**任务要求:** 请筛选下方各行，把含有“below”一词的每一行逐一照录出来。

[带标注的区域轮廓条目]
----------------
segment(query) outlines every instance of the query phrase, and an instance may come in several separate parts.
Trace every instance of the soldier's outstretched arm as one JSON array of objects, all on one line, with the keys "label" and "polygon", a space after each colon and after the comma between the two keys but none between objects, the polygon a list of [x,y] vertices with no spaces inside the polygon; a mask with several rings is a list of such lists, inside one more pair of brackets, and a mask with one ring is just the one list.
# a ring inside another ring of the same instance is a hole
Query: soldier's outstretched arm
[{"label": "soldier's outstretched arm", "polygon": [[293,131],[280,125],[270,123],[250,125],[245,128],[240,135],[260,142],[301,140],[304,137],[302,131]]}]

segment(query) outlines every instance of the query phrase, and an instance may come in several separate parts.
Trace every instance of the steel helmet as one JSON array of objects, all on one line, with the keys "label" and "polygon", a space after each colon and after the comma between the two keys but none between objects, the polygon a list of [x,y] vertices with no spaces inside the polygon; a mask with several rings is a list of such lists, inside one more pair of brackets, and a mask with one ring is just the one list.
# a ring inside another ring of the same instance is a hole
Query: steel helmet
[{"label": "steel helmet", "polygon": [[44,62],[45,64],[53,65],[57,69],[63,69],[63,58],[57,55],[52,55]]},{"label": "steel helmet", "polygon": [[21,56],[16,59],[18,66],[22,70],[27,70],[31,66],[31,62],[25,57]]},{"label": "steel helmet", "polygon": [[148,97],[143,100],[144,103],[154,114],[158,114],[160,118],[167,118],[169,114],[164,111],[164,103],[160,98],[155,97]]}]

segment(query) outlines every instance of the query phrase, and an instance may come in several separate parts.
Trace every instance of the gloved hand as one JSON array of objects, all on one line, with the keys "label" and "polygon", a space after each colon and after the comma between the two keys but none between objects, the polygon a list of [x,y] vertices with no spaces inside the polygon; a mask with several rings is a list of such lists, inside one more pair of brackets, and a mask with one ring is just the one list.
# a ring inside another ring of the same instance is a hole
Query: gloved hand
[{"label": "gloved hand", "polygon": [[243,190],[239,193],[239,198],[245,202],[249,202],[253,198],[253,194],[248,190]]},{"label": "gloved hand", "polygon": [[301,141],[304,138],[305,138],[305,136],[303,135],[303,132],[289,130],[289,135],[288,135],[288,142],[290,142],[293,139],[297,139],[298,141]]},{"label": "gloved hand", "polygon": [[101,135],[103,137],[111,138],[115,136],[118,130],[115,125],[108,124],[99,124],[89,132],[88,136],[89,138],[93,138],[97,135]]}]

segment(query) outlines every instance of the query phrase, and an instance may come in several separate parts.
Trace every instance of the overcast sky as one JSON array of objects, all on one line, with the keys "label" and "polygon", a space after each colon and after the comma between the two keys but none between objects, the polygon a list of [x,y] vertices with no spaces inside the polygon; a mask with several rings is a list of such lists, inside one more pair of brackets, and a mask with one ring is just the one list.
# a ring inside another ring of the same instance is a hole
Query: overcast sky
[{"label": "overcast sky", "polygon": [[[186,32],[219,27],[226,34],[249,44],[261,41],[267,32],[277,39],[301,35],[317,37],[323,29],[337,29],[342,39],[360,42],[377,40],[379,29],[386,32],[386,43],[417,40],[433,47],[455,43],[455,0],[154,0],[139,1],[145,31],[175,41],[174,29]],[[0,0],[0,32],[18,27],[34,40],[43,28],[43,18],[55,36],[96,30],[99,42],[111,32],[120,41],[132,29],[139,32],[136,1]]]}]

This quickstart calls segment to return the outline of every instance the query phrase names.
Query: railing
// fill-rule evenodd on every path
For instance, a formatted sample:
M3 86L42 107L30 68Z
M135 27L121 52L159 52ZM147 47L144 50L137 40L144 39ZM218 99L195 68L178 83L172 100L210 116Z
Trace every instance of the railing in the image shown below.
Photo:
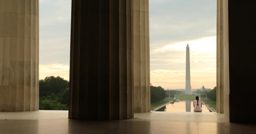
M176 100L175 97L166 97L164 99L164 100ZM208 97L201 97L200 100L211 100Z
M176 100L175 97L166 97L164 100Z
M211 100L210 99L208 98L208 97L200 97L200 100Z

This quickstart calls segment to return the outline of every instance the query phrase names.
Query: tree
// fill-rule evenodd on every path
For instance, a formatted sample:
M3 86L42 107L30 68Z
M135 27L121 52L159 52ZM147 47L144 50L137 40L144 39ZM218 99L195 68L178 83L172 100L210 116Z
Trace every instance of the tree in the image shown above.
M39 96L47 96L52 93L59 94L69 86L69 82L59 76L47 76L39 80Z
M213 101L216 101L216 91L217 87L215 87L213 89L210 90L207 93L207 97Z
M151 103L162 100L166 96L165 91L160 86L150 86L150 101Z
M51 100L44 100L39 102L40 110L68 110L66 105L59 102Z
M67 110L69 83L59 76L46 77L39 81L39 109Z

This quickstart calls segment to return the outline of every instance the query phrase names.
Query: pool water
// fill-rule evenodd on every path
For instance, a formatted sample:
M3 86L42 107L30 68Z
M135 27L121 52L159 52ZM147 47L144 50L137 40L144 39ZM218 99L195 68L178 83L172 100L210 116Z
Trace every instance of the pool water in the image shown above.
M202 106L203 112L211 112L205 105ZM193 101L176 101L164 106L157 111L167 112L194 112Z

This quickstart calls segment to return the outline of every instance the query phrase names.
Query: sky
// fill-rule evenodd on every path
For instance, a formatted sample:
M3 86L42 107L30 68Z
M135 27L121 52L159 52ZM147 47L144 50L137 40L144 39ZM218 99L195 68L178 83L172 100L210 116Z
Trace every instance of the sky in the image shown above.
M150 83L185 88L186 47L192 88L216 85L216 0L149 0ZM39 0L40 79L69 79L71 0Z

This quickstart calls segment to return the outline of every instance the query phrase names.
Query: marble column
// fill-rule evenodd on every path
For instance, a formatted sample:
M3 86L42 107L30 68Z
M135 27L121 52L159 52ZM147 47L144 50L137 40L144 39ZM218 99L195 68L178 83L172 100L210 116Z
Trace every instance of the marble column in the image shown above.
M38 110L38 0L0 0L0 111Z
M227 0L218 0L217 9L217 112L229 120L229 22Z
M135 113L150 111L149 0L133 0L133 82Z
M191 83L190 82L190 55L189 46L188 44L186 48L186 89L185 94L191 94Z
M69 118L133 117L131 0L72 0Z

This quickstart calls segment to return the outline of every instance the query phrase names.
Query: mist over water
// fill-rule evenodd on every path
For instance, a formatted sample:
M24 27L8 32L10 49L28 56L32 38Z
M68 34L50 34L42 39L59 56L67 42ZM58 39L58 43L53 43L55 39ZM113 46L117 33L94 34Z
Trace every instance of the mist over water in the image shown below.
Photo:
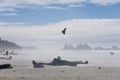
M63 60L88 61L85 66L120 66L120 50L62 50L62 47L47 47L36 49L18 50L19 55L14 55L13 60L36 60L38 62L51 62L61 56ZM111 55L110 52L114 52ZM84 66L79 65L79 66Z

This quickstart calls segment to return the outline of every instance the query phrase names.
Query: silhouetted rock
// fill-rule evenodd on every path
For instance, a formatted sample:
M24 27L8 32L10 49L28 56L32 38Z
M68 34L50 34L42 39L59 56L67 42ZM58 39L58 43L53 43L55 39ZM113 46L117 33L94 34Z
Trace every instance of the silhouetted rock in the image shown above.
M76 47L77 50L92 50L92 48L90 46L88 46L88 44L80 44Z
M96 47L95 50L104 50L103 47Z
M21 47L13 42L0 39L0 49L21 49Z
M63 50L74 50L74 47L72 45L65 44Z

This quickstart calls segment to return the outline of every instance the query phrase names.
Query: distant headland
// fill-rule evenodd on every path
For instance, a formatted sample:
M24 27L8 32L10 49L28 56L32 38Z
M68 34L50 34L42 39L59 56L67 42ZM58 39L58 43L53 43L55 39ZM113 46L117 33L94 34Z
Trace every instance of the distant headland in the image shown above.
M7 41L7 40L2 40L0 38L0 49L12 49L12 50L17 49L18 50L18 49L21 49L21 47L14 42L10 42L10 41Z
M110 48L103 48L103 47L92 48L87 43L85 43L85 44L79 44L76 47L74 47L71 44L70 45L65 44L63 50L120 50L120 48L117 46L112 46Z

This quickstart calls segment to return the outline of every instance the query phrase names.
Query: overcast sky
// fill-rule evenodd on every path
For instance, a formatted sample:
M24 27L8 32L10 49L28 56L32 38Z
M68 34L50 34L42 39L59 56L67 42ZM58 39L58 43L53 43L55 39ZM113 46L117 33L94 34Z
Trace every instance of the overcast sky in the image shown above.
M0 36L41 44L119 43L120 0L0 0Z

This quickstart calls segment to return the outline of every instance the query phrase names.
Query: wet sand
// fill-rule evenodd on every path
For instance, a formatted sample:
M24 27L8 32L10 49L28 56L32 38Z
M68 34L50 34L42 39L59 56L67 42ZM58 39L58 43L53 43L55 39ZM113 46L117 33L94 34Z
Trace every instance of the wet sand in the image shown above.
M2 61L3 62L3 61ZM0 70L0 80L120 80L120 67L45 66L33 68L31 61L5 61L13 69Z

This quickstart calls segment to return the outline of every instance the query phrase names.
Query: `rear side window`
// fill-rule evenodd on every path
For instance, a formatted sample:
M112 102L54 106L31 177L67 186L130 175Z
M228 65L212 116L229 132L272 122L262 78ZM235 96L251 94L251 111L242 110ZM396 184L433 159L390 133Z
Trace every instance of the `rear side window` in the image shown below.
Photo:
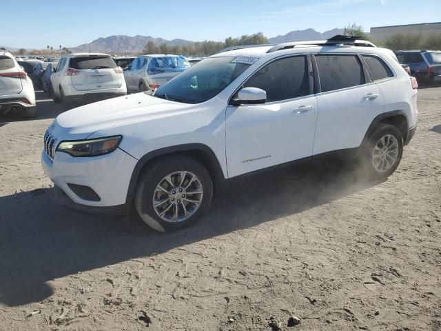
M381 59L371 55L362 55L362 57L374 81L393 77L392 70Z
M14 60L8 57L0 57L0 70L6 70L6 69L12 69L15 65Z
M106 69L116 68L110 57L81 57L70 59L69 67L73 69Z
M306 57L288 57L259 69L244 87L265 90L267 102L279 101L309 94L308 77Z
M441 52L424 53L424 56L430 64L441 64Z
M363 70L356 55L316 55L322 92L365 83Z
M424 61L420 53L401 53L400 55L402 56L402 62L400 62L401 63L418 63Z

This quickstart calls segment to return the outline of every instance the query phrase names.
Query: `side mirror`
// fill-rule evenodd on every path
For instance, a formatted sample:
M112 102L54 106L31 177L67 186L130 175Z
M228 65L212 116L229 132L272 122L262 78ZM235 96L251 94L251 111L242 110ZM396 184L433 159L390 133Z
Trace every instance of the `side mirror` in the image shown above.
M232 104L259 105L267 102L267 92L260 88L245 88L237 94L237 97L232 100Z

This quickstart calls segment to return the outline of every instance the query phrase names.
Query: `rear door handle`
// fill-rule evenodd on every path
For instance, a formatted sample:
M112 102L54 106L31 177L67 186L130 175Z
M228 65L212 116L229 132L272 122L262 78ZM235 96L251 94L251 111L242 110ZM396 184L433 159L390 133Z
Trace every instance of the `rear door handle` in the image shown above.
M365 97L363 97L363 100L370 100L371 99L377 99L380 97L380 94L378 93L368 93Z
M294 109L292 112L299 114L300 112L307 112L308 110L312 110L313 109L314 109L314 106L300 106Z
----------------
**结果如下:**
Trace every instance of the railing in the image shown below.
Trace every instance of the mist over water in the image shown below.
Trace every instance of the `rear side window` in the image shown below.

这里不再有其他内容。